• EXTRACT TO READ:
>> Start

Why am I getting such poor results from this example of LASSO-regression? I'm modelling the number of people in a population working, married, being ill, studying, having kids etc. I call one combination of these Boolean variables a "state". 
I'm estimating transition probabilities between these states from one year to the next year. I want to use a logistic regression model to estimate these transition probabilities. Since there are a lot of variables in the data set, I want to try to choose variables automatically and I'm trying LASSO-regression at the moment. 
Below is a made up example where I try to model the probability of working next year. 
The usual glm-function in R works fine and gives estimations of the true parameters that are quite close (although the true influence of the variable married is actually 0). However, when I try LASSO-regression I get results that are far away from the true parameters. Furthermore, I thought that the LASSO-regression would pick up that the variable marriage does not have any influence, but keep the rest of the parameters. Why doesn’t it work?
library(glmnet)
library(boot)

seed <- 1

# Create the combinations of variables
set_working <- 0:1
set_married <- 0:1
set_age <- seq(from=20, to=60, by=1)

data_prob <- expand.grid(set_age, set_working,set_married)
colnames(data_prob) <- c("age","working","married")

# Create true underlying prob-model
intercept_parameter <- -3
age_parameter <- 1/20
working_parameter <- 4
married_parameter <- 0
true_parameters <- c(intercept_parameter,age_parameter,working_parameter,married_parameter)

data_prob$prob_working_next_year <- inv.logit(intercept_parameter + 
                                                data_prob$age * age_parameter + 
                                                data_prob$working * working_parameter +
                                                data_prob$married * married_parameter)

# Generate random observations from the model
set.seed(seed)
data_prob$obs_working_next_year <- rbinom(n = nrow(data_prob), size = 1, prob=data_prob$prob_working_next_year)

# Fit glm-model using all the variables
fit_glm_all_variables <- glm(obs_working_next_year ~ age + working + married  ,
                          family = binomial,
                          data = data_prob)
# The result is reasonably close to the true parameters
coefficients(fit_glm_all_variables)

# Fit glm-model using all the variables and the LASSO-tecnique
x_matrix <- as.matrix(cbind(data_prob$age,data_prob$working,data_prob$married))

fit_glm_lasso <- cv.glmnet(x=x_matrix, 
                           y=data_prob$obs_working_next_year,
                           family = "binomial",
                           alpha=1)

>> End

• SOURCE EXCERPT:
>> Start

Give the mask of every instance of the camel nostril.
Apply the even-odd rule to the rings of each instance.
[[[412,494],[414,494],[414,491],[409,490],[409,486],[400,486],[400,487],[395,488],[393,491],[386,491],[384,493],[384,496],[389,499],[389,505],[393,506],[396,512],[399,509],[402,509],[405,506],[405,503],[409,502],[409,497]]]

>> End

• REQUESTS:
1/ In the LASSO regression question, what value does the made-up model give to the true influence of the variable married?
2/ Please copy the LASSO regression question word for word, starting with "Below is a made" and going on through "library(boot)".

• LIST OF SOLUTIONS:
1/ 0

2/
Below is a made up example where I try to model the probability of working next year. 
The usual glm-function in R works fine and gives estimations of the true parameters that are quite close (although the true influence of the variable married is actually 0). However, when I try LASSO-regression I get results that are far away from the true parameters. Furthermore, I thought that the LASSO-regression would pick up that the variable marriage does not have any influence, but keep the rest of the parameters. Why doesn’t it work?
library(glmnet)
library(boot)